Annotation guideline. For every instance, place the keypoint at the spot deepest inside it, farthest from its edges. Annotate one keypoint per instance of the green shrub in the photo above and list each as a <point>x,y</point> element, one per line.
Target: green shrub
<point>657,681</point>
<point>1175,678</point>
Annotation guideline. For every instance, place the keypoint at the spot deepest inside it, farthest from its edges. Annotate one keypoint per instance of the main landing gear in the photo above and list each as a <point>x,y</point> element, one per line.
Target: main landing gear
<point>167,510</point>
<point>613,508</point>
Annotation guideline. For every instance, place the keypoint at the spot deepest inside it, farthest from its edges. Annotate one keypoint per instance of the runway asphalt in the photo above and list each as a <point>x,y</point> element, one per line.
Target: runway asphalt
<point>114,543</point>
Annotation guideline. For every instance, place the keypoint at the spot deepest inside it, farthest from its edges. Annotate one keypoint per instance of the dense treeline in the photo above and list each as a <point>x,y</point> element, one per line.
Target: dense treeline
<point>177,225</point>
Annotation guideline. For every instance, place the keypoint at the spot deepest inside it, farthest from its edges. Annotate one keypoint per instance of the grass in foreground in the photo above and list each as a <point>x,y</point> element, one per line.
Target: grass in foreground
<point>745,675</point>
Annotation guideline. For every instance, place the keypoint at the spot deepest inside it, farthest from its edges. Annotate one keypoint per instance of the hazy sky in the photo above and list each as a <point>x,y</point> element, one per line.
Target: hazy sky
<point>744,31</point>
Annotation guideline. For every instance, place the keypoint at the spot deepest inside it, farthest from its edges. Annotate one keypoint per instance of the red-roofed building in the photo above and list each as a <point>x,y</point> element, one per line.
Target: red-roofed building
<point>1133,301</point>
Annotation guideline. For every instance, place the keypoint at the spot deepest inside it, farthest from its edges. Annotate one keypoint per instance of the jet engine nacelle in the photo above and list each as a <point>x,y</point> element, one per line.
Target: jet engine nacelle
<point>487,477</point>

> EXERCISE AIM:
Convert every one of these records into a two-column CSV with the header row text,answer, one row per record. Place each record's text under text and its answer under answer, each as a single quoted field with line breaks replaced by spaces.

> COMPLETED EXERCISE:
text,answer
"Annotation guideline. For every instance, place the keypoint at the spot deepest inside it, farthest from its edges. Annotate one keypoint per instance of the green shrub in the photo above and list each as a <point>x,y</point> element, one per line. Target: green shrub","<point>657,681</point> <point>1175,678</point>"
"Annotation guideline. For every instance, place the keypoint at the spot deepest inside it, farthest from its edges. Annotate one keypoint per instance of the main landing gear in the photo above and list each as a <point>x,y</point> element, one per line. Target: main landing gear","<point>167,510</point> <point>613,508</point>"
"Annotation guideline. For every instance, place the keypoint at the spot deepest inside it, farthest from its edges. Annotate one keypoint per instance of the runway asphalt in the photo above and list each as a <point>x,y</point> element, one per line. Target: runway asphalt","<point>114,543</point>"
"Annotation guideline. For every instance, place the keypoint at the spot deepest inside it, farthest from its edges. Annotate one keypoint per instance of the dense treeline in the photo above and list each as a <point>x,y</point> element, one per line. Target: dense treeline","<point>177,225</point>"
"Annotation guideline. For every instance, place the keypoint at the spot deepest inside it, farthest from its edges. Annotate one keypoint per instance of the grass in foreground in the photo above and list each as a <point>x,y</point> element, one per line. Target: grass in foreground","<point>745,675</point>"
"Annotation guideline. For every instance, place the keypoint at the spot deepest inside it, farthest from its edges. Annotate one keypoint per instance of the hazy sky in the photo above and list each as a <point>x,y</point> element, one per line. Target: hazy sky","<point>744,31</point>"
"Annotation guideline. For every instance, place the keypoint at the spot deepest inside it, farthest from its edges. Annotate one keypoint per instance of the red-roofed building in the photo above and list each as a <point>x,y</point> element, one per line. Target: red-roofed building","<point>1133,301</point>"
"Annotation guideline. For every instance, place the keypoint at the spot deepest inside it, farthest from its edges. Annotate one keypoint per instance of the jet engine nacelle in the photo above and list each as a <point>x,y</point> element, one per line. Target: jet engine nacelle","<point>487,477</point>"